4. Intermediate Schools or departments will be needed in large districts, to receive a class of pupils, who are too old to be continued, without wounding their self-esteem, in the school below, or interfering with its methods of discipline and instruction, and are not prepared in attainments, and habits of study, or from irregular attendance, to be arranged in the regular classes of the school above.

Connected with this class of schools there might be opened a school or department, for those who cannot attend school regularly, or for only a short period of the year, or who may wish to attend exclusively to a few studies. There is no place for this class of scholars, in a regularly constituted, permanent school, in a large village.

5. Supplementary Schools, and means of various kinds should be provided in every system of public instruction, for cities and large villages, to supply deficiencies in the education of individuals whose school attendance has been prematurely abridged, or from any cause interfered with, and carry forward as far and as long as practicable into after life, the training and attainments commenced in childhood.

Evening Schools should be opened for apprentices, clerks, and other young persons, who have been hurried into active employment without a suitable elementary education. In these schools, those who have completed the ordinary course of school instruction, could devote themselves to such studies as are directly connected with their several trades or pursuits, while those whose early education was entirely neglected, can supply, to some extent, such deficiencies. It is not beyond the legitimate scope of a system of public instruction, to provide for the education of adults, who, from any cause, were deprived of the advantages of school instruction.

__GIVEN RECORDS__:
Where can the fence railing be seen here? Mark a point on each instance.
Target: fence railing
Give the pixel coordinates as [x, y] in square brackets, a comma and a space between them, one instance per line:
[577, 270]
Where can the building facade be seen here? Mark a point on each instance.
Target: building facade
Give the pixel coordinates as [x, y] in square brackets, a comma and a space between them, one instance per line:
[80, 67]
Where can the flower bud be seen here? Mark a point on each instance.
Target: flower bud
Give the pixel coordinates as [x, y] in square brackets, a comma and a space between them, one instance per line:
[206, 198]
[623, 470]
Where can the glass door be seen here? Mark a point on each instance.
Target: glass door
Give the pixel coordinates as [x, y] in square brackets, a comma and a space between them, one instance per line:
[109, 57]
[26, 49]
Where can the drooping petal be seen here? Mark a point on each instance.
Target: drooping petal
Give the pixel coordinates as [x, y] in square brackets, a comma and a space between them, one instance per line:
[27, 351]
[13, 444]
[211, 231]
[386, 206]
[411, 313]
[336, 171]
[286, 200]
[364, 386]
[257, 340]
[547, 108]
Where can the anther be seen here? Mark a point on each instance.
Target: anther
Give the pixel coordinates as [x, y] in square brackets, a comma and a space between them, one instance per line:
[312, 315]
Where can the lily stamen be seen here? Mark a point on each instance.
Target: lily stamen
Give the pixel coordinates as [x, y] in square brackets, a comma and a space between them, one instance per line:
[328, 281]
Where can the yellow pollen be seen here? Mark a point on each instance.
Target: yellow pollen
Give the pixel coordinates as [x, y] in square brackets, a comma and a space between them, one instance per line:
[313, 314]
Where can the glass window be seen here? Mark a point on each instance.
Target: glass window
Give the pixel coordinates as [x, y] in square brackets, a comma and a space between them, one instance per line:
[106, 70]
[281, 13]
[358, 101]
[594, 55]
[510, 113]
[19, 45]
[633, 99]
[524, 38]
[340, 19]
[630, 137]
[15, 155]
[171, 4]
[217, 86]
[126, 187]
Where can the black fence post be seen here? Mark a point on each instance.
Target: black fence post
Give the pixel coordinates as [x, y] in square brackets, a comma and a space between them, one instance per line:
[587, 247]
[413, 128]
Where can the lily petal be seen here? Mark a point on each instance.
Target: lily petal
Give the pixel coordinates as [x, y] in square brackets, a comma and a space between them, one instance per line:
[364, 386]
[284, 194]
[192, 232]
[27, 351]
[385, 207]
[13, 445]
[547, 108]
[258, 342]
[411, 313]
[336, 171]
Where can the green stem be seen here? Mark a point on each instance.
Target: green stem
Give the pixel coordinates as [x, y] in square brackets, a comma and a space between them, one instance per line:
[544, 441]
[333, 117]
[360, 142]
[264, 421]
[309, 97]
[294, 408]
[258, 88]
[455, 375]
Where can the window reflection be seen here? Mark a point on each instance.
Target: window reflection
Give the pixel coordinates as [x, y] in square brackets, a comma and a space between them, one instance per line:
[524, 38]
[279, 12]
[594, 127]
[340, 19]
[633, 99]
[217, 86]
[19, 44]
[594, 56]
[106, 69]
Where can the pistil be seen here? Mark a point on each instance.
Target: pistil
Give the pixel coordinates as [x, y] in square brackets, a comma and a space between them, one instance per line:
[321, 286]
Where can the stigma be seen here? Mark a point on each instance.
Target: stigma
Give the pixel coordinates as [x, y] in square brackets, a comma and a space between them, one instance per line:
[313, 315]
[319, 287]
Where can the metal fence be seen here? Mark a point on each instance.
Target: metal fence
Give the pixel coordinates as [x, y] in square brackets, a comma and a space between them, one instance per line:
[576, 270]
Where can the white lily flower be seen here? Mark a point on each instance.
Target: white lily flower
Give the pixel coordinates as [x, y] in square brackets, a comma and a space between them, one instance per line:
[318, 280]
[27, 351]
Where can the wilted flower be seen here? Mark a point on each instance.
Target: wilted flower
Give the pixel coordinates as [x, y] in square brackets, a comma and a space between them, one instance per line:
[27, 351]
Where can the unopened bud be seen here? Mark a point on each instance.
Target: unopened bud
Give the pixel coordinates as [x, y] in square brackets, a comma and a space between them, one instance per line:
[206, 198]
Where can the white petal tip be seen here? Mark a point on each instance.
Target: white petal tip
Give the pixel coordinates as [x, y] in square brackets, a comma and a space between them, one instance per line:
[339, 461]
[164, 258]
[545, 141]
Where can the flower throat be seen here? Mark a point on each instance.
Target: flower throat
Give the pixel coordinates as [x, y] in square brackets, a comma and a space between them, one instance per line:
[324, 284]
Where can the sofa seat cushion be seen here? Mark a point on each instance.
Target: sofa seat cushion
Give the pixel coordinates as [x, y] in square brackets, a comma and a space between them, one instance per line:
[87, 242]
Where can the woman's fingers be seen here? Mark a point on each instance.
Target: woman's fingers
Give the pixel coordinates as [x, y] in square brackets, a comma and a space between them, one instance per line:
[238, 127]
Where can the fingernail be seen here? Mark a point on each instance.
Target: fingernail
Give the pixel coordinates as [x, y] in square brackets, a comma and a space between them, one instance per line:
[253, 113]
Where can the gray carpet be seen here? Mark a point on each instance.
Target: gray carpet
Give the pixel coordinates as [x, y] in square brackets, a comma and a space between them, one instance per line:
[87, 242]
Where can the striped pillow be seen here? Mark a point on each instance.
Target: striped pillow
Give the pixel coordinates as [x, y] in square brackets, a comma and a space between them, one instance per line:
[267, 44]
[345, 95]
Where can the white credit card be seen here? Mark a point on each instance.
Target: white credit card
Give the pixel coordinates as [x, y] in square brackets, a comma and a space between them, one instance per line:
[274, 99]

__PROBLEMS__:
A - In the passage on intermediate and supplementary schools, for whom should evening schools be opened?
B - Summarize the passage on intermediate and supplementary schools in two sentences.
C - Take the passage on intermediate and supplementary schools further, writing on from its final sentence.

__RESPONSES IN ORDER__:
A - For apprentices, clerks, and other young persons who have been hurried into active employment without a suitable elementary education.

B - Large districts need intermediate schools for pupils too old for the lower school but not ready for the regular classes above, with a possible department for irregular, short-term, or few-subject students. Cities and large villages should also provide supplementary schools, including evening schools for working young people, to make up for interrupted schooling and extend education into adult life.

C -
Libraries, and courses of familiar lectures, with practical illustrations, collections in natural history, and the natural sciences, a system of scientific exchanges between schools of

the same, and of different towns, these and other means of extending and improving the ordinary instruction of the schoolroom and of early life, ought to be provided, not only by individual enterprize and liberality, but by the public, and the authorities entrusted with the care and advancement of popular education.

One or more of that class of educational institutions referred to under the head of school attendance, as "Reform Schools," "Schools of Industry," or "Schools for Juvenile Offenders," should receive such children, as defying the restraining influence of parental authority, and the discipline and regulations of the public schools, or such as are abandoned by orphanage, or worse than orphanage, by parental neglect or example, to idle, vicious and pilfering habits, are found hanging about places of public resort, polluting the atmosphere by their profane and vulgar speech, alluring, to their own bad practices, children of the same, and other conditions of life, and originating or participating in every street brawl and low-bred riot. Such children cannot be safely gathered into the public schools; and if they are, their vagrant habits are chafed by the restraints of school discipline. They soon become irregular, play truant, are punished and expelled, and from that time their course is almost uniformly downward, until on earth there is no lower point to reach.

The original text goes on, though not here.